__The problem__
Reproduce all of the data below line for line and unchanged, leaving out the pictures.

__Given data__
◆ ◆ ◆ ◆ ◆

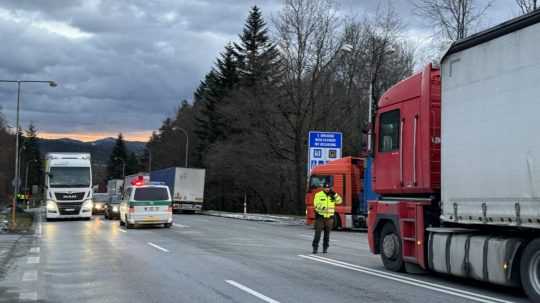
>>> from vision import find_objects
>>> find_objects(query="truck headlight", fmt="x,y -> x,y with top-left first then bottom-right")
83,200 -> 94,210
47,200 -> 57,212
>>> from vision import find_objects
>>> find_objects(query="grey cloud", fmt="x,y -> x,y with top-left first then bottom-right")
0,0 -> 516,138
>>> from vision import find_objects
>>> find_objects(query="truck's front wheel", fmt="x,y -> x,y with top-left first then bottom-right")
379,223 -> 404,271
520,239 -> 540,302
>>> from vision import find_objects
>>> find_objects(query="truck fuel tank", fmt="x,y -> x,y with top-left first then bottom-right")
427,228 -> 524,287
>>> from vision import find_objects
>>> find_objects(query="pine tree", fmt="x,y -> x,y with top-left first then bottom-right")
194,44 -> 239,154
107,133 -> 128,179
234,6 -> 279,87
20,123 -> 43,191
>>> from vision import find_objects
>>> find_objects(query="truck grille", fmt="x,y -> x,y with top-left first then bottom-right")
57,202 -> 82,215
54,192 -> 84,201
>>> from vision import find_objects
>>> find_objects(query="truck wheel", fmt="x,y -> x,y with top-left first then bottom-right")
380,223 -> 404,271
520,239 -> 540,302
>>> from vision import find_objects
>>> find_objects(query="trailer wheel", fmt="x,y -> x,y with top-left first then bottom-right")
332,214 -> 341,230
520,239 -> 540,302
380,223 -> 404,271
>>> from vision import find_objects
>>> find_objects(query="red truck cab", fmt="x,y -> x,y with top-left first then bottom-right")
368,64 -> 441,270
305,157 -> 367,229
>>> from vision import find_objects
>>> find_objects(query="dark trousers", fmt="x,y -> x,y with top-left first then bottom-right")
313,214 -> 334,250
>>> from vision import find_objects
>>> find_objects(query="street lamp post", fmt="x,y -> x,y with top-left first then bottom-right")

◆ ◆ ◆ ◆ ◆

__Result of the exercise__
>>> from vision import find_objects
>>> find_objects(query="truck headlight", fmt="x,y -> x,y with top-left first then bottom-right")
83,200 -> 94,210
47,200 -> 57,212
>>> from vision import find_objects
>>> find_objects(query="grey cloud", fmt="x,y -> x,y with top-left first then bottom-right")
0,0 -> 516,138
>>> from vision import find_objects
>>> find_objects(query="truck's front wheel", fmt="x,y -> x,y with top-left first then bottom-right")
379,223 -> 404,271
520,239 -> 540,302
>>> from vision import find_objects
>>> find_objects(query="truck fuel tank", fmt="x,y -> x,y with top-left first then bottom-right")
427,228 -> 524,287
>>> from vision import find_objects
>>> find_objects(query="pine tree", fmt="x,y -> x,y with top-left first then bottom-right")
194,44 -> 239,154
107,133 -> 128,179
234,6 -> 279,87
20,123 -> 43,191
>>> from vision import find_objects
>>> find_objects(query="truck grille", fmt="x,y -> x,y with top-left first then bottom-right")
57,202 -> 82,215
54,192 -> 84,201
>>> from vision import find_objects
>>> find_objects(query="truck wheel", fmt="x,y -> x,y with top-left first then bottom-right")
380,223 -> 404,271
520,239 -> 540,302
>>> from vision import find_objects
>>> find_objects(query="trailer wheel", fmt="x,y -> x,y with top-left first then bottom-right")
332,214 -> 341,230
520,239 -> 540,302
380,223 -> 404,271
>>> from vision import find_objects
>>> find_objects(query="red truck cab", fmt="x,y -> x,y with top-left first then bottom-right")
368,64 -> 441,270
305,157 -> 367,229
>>> from vision import find_objects
>>> find_objects(query="dark trousers", fmt="x,y -> x,y with top-left first then bottom-right")
313,214 -> 334,250
>>> from vision import find_objects
>>> find_objects(query="street lamp post", fmt="x,y -> x,y with top-left first then bottom-right")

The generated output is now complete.